- Task statement -
Arrange every line of the rows below as a Markdown table with the columns Index and Text, numbering the lines in order and skipping blank lines. Leave the pictures out of the answer.

- Data -
___

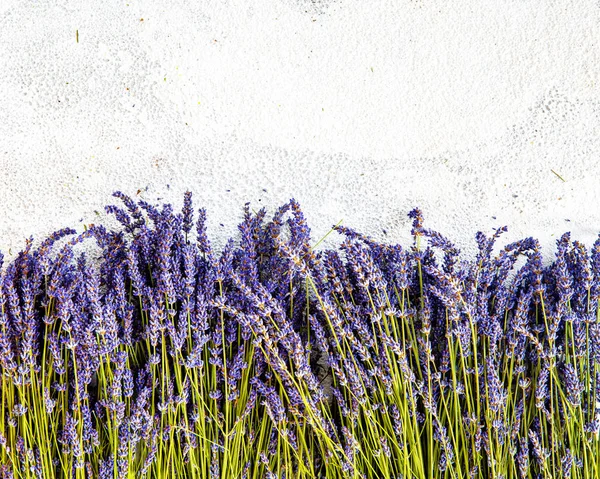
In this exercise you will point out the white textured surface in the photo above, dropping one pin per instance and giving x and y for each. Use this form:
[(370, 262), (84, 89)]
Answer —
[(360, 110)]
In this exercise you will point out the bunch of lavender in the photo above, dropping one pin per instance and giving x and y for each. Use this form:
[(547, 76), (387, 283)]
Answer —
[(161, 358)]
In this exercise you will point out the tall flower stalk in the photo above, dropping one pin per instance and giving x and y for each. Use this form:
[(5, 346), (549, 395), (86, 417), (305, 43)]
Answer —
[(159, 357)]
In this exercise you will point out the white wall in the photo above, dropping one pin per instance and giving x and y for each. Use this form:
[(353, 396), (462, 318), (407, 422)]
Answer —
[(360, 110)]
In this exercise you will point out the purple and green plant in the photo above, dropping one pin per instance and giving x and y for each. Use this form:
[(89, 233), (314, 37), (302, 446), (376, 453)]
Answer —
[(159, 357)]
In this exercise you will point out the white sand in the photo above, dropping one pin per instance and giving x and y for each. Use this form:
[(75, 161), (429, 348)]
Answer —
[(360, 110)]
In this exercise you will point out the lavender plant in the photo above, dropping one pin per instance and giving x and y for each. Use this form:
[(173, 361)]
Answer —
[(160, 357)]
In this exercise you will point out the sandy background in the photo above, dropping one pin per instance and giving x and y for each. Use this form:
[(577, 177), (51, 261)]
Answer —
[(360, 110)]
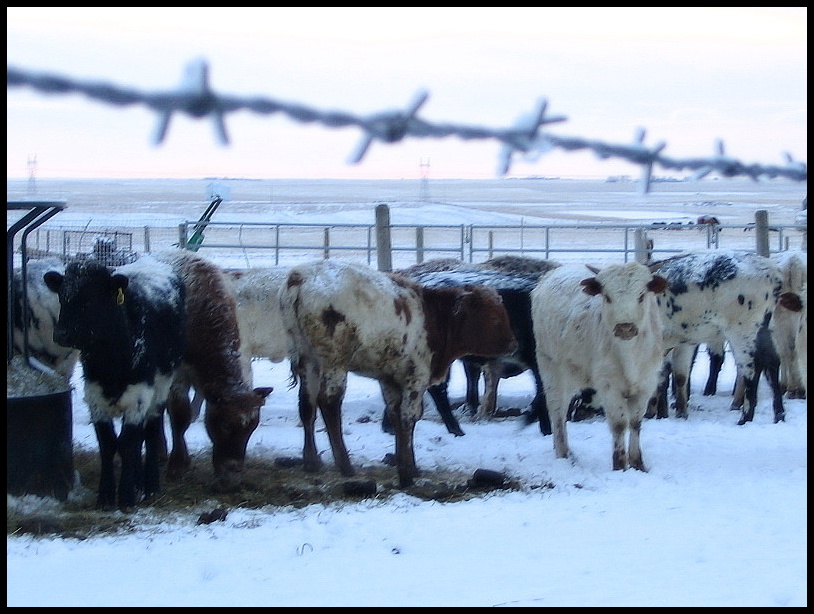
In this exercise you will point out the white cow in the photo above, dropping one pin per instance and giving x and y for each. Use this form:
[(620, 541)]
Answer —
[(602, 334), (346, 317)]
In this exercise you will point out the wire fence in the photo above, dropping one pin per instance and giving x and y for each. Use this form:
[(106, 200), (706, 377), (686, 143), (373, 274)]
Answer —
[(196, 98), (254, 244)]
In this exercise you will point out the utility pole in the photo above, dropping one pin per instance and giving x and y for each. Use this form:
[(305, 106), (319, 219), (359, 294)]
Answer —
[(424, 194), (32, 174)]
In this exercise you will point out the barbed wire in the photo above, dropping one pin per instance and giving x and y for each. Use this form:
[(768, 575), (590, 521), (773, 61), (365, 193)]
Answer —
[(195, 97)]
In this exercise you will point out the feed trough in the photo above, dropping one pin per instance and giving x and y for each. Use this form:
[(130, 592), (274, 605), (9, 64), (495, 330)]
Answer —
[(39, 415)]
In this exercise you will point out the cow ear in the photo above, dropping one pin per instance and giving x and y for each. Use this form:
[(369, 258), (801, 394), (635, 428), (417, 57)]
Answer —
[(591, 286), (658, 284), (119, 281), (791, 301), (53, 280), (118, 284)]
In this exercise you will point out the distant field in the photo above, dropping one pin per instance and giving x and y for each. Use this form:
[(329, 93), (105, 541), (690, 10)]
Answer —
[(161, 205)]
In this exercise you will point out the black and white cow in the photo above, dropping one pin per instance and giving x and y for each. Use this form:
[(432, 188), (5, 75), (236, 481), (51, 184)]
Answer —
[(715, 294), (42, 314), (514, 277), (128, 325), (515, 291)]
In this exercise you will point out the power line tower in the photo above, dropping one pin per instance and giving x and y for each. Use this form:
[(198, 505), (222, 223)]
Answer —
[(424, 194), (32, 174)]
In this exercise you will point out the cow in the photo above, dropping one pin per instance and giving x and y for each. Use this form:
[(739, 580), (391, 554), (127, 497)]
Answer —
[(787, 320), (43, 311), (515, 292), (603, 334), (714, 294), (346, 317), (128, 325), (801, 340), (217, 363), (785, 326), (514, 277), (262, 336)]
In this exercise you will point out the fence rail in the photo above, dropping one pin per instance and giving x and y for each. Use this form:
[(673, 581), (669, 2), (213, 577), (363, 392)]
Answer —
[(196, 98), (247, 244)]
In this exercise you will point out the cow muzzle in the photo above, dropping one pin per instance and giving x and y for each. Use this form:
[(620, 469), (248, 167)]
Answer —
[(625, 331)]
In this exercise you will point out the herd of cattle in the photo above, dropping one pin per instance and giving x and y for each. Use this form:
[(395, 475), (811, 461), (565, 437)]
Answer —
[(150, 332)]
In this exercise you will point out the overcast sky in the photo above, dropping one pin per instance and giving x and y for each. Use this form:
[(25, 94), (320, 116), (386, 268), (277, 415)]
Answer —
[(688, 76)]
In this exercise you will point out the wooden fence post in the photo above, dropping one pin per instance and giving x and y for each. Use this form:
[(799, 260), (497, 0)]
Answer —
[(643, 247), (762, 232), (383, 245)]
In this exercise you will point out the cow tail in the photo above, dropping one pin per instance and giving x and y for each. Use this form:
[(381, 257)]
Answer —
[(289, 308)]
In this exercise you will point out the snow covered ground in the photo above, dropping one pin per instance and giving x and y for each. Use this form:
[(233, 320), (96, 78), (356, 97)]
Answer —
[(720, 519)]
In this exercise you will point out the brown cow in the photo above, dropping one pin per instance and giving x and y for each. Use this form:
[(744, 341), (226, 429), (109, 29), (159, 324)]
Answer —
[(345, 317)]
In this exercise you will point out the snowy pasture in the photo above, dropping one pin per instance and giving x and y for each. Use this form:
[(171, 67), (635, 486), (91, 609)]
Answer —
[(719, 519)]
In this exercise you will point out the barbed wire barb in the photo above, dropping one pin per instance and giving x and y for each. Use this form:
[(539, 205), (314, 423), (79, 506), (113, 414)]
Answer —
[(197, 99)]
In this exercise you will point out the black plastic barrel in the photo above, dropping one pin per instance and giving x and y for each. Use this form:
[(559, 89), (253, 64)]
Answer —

___

- Exercise response -
| Index | Text |
|---|---|
| 1 | In this exercise you will point out the white textured surface in the photo above, dropping one pin per instance and giving x and y for each. Use this form: |
| 2 | [(370, 262), (84, 89)] |
| 3 | Answer — |
| 4 | [(360, 110)] |
| 5 | In this exercise you will point out the bunch of lavender in the photo above, dropping one pin per instance and giving x and y for each. Use this form: |
| 6 | [(547, 76), (387, 283)] |
| 7 | Answer — |
| 8 | [(161, 358)] |
| 9 | In this exercise you will point out the tall flower stalk in the photo above, dropping one pin per instance and giving x and y for each. Use this form: |
| 10 | [(5, 346), (549, 395), (86, 417), (305, 43)] |
| 11 | Answer — |
| 12 | [(159, 357)] |
| 13 | In this exercise you will point out the white wall in the photo above, dropping one pin per instance and giving x and y for each. Use this form: |
| 14 | [(353, 396), (462, 318), (407, 422)] |
| 15 | Answer — |
| 16 | [(360, 110)] |
| 17 | In this exercise you will point out the purple and green plant in the photo above, dropping one pin per instance and giving x and y for each. Use this form: |
| 18 | [(89, 233), (314, 37), (302, 446), (376, 453)] |
| 19 | Answer — |
| 20 | [(159, 357)] |
| 21 | In this exercise you will point out the white sand in the photo above, dropping one pin per instance and giving x and y for each. Use this form: |
| 22 | [(75, 161), (429, 348)] |
| 23 | Answer — |
| 24 | [(360, 110)] |
| 25 | In this exercise you will point out the lavender plant in the photo above, dropping one pin per instance and giving x and y for each. Use this form: |
| 26 | [(173, 361)] |
| 27 | Answer — |
| 28 | [(160, 357)] |
| 29 | In this exercise you will point out the sandy background in the photo above, dropping one pin per instance and giving x and y for each. Use this form: |
| 30 | [(577, 177), (51, 261)] |
| 31 | Answer — |
| 32 | [(360, 110)] |
| 33 | In this exercise you will point out the white cow in the photo above, dropping one pin per instance and giving x and y for each. Use this form: |
| 34 | [(620, 541)] |
| 35 | Answer — |
| 36 | [(602, 334), (346, 317)] |
| 37 | In this exercise you will point out the wire fence in the photo above, dropping one pin per instance and giving x and y for each. Use this form: |
| 38 | [(106, 200), (706, 377), (686, 143), (373, 274)] |
| 39 | Answer — |
| 40 | [(196, 98), (254, 244)] |
| 41 | In this exercise you will point out the utility pole in the photo above, dropping one pin per instance and giving x and y for each. Use this form: |
| 42 | [(305, 106), (319, 219), (359, 294)] |
| 43 | Answer — |
| 44 | [(424, 194), (32, 174)] |
| 45 | In this exercise you will point out the barbed wire in the photo above, dropping one pin per instance and giving x and y for each. Use this form: |
| 46 | [(768, 575), (590, 521), (773, 61), (365, 193)] |
| 47 | Answer — |
| 48 | [(195, 97)] |
| 49 | In this exercise you will point out the feed trough in the photo above, dropping one pin per instance and giving x and y for each. Use this form: |
| 50 | [(130, 592), (274, 605), (9, 64), (495, 330)] |
| 51 | Answer — |
| 52 | [(39, 415)] |
| 53 | In this exercise you will point out the cow ear in the photo above, dropping one pin per instance and giving x and y for each. Use this form: |
| 54 | [(369, 258), (801, 394), (635, 428), (417, 57)] |
| 55 | Answer — |
| 56 | [(591, 286), (658, 284), (119, 281), (791, 301), (53, 280), (118, 284)] |
| 57 | In this exercise you will point out the distant field in the photo above, dropping one pin per instance and giving x and y for each. Use this form: |
| 58 | [(329, 93), (105, 541), (690, 10)] |
| 59 | Answer — |
| 60 | [(161, 205)] |
| 61 | In this exercise you will point out the black and white cow in the photo above, dropping one pin per instance and giving x and y for each. Use this form: |
| 62 | [(432, 188), (5, 75), (236, 481), (51, 184)] |
| 63 | Answer — |
| 64 | [(715, 294), (42, 314), (514, 277), (128, 325), (515, 291)] |
| 65 | In this exercise you will point out the power line tower in the photo above, dropping one pin per instance and giving x and y for each. Use this form: |
| 66 | [(198, 505), (222, 223)] |
| 67 | Answer — |
| 68 | [(424, 194), (32, 174)] |
| 69 | In this exercise you will point out the cow in the photo above, dropping one pin per instance and giving x and y for each. Use this form: |
| 70 | [(739, 580), (391, 554), (127, 497)] |
| 71 | Answer — |
| 72 | [(787, 320), (43, 311), (515, 292), (603, 334), (714, 294), (346, 317), (128, 325), (801, 340), (217, 363), (785, 326), (514, 277), (262, 336)] |
| 73 | In this exercise you will point out the fence rail in the photo above, dropping one pin per instance and giving x and y for each. Use this form: |
| 74 | [(673, 581), (669, 2), (213, 577), (363, 392)] |
| 75 | Answer — |
| 76 | [(196, 98), (247, 244)] |
| 77 | In this exercise you will point out the cow muzzle in the photo above, dropping one pin per instance and giving x and y for each. Use this form: |
| 78 | [(620, 469), (248, 167)] |
| 79 | Answer — |
| 80 | [(625, 331)] |
| 81 | In this exercise you will point out the herd of cattle in the photo above, dropping one pin per instance and giving x and y for each. Use this form: |
| 82 | [(395, 475), (811, 461), (565, 437)] |
| 83 | Answer — |
| 84 | [(150, 332)] |
| 85 | In this exercise you will point out the overcast sky in the photo above, dropping one pin per instance and giving x and y for each. Use this form: |
| 86 | [(25, 94), (320, 116), (386, 268), (277, 415)] |
| 87 | Answer — |
| 88 | [(688, 76)] |
| 89 | In this exercise you will point out the wooden fence post in the photo above, dropping one pin per instance and giving x and y for each. Use this form: |
| 90 | [(799, 260), (497, 0)] |
| 91 | Answer — |
| 92 | [(643, 247), (762, 232), (383, 245)] |
| 93 | In this exercise you will point out the cow tail in the photo above, dropping one pin per instance and giving x and y for each. Use this form: |
| 94 | [(381, 257)] |
| 95 | Answer — |
| 96 | [(289, 308)] |
| 97 | In this exercise you will point out the snow covered ground in the photo above, dropping one pin per instance and giving x and y for each. Use this form: |
| 98 | [(233, 320), (96, 78), (356, 97)] |
| 99 | Answer — |
| 100 | [(720, 519)] |
| 101 | In this exercise you will point out the brown cow in the photo above, dropping one pin per instance and giving x and y for each. Use this form: |
| 102 | [(744, 341), (226, 429), (109, 29), (159, 324)] |
| 103 | Answer — |
| 104 | [(345, 317)] |
| 105 | In this exercise you will point out the snowy pasture in the photo above, dropping one pin per instance and giving x and y for each. Use this form: |
| 106 | [(171, 67), (635, 486), (91, 609)] |
| 107 | Answer — |
| 108 | [(719, 519)] |
| 109 | In this exercise you will point out the barbed wire barb in the photo above, dropping one pin per instance and giving x and y for each. Use this form: |
| 110 | [(539, 205), (314, 423), (79, 506), (113, 414)] |
| 111 | Answer — |
| 112 | [(197, 99)] |
| 113 | In this exercise you will point out the black plastic barrel in the photo above, dropping one pin per instance and giving x and y for each. Use this form: |
| 114 | [(559, 89), (253, 64)] |
| 115 | Answer — |